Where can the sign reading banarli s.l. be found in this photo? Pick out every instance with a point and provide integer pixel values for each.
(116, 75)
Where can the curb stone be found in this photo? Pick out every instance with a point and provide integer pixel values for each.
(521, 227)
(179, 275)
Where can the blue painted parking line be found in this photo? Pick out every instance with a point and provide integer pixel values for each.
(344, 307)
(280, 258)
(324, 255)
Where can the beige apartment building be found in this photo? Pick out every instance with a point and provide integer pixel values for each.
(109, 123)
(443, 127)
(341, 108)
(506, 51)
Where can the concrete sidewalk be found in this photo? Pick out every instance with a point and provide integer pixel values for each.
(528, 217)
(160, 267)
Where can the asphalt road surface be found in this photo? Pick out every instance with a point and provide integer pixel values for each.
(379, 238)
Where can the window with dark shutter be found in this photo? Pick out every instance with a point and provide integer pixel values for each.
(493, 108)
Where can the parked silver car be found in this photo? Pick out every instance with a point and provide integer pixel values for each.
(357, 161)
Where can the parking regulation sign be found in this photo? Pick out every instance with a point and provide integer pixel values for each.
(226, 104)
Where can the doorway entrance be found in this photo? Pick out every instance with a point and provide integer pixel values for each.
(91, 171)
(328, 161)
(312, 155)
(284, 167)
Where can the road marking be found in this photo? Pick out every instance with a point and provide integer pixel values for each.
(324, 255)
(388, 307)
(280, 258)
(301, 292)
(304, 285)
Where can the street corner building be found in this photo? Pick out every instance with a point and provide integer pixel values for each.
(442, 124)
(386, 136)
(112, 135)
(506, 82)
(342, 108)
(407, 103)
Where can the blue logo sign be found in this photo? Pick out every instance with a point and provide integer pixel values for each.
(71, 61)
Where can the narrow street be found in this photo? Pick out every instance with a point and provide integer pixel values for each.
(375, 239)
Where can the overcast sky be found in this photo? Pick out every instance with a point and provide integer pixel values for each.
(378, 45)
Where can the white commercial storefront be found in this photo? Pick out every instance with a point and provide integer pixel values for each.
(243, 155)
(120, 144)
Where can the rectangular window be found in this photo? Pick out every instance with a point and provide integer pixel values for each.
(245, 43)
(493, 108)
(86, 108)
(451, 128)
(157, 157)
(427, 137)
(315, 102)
==================================================
AIM OF THE TASK:
Take the records above and write each one out again exactly.

REPLY:
Where can the sign reading banarli s.l. be found in this photo? Pick out every instance with a point and provide integer pixel values for each.
(116, 75)
Where can the curb stone be found in this photo? Pick out every instance with a point and provide integer pixel values for each.
(521, 227)
(179, 275)
Where can the blue painted parking line be found in this photo? Pick out every instance with a point and provide integer pixel values for each.
(344, 307)
(280, 258)
(324, 255)
Where can the beige apartment building be found in this photo? Pick out every instance with a point and provide integer pixel values for each.
(109, 123)
(443, 127)
(341, 108)
(506, 51)
Where can the concrete sidewalk be found in this photo? Pick out every instance with a point and provide integer pixel values for each.
(528, 217)
(160, 267)
Where can the asphalt road surface be found in this photo? Pick out every instance with a point and provide integer pixel values for each.
(379, 238)
Where can the window with dark shutter be found in this photo? Pick out every instance with a point and provide integer pixel values for each.
(493, 108)
Where can the parked silver car be found in this photo? Pick out every instance with a point and provide integer pixel values for each.
(357, 161)
Where can the parking regulation sign be found in this photo? Pick out every instance with a point and provide integer pixel values for each.
(226, 104)
Where can the doorway entrance be found in this photo? Pick out every instance with a point and provide integer pixel values for each.
(91, 171)
(328, 161)
(312, 155)
(284, 167)
Where can the road marking be found in this photo? Pick out every instance with a point and provide integer pixel values for each.
(324, 255)
(388, 307)
(280, 258)
(301, 292)
(304, 285)
Where can the street corner building be found in this photo? Pick out every instance with a point and provide integer pixel values for each.
(442, 124)
(386, 136)
(112, 135)
(506, 82)
(342, 108)
(407, 103)
Where can the blue logo sign be found in this photo? Pick out every instance with a point and provide integer pixel values for each.
(71, 61)
Where can the narrow street be found in this photo? Pick out every instance with a point and provide integer pixel values for each.
(375, 239)
Where can the overcast sky be found in this photo? Pick out every instance with a point and provide integer pixel values for each.
(378, 45)
Where can the white commercial storefront be found in this photo? Pick out every instance with a point and provide integer pixel values for each.
(243, 155)
(120, 144)
Where can the rectangular window be found in this photo? Pick out every instance with a point and provide integer pixel values for each.
(245, 43)
(493, 108)
(86, 108)
(451, 128)
(157, 157)
(427, 137)
(315, 102)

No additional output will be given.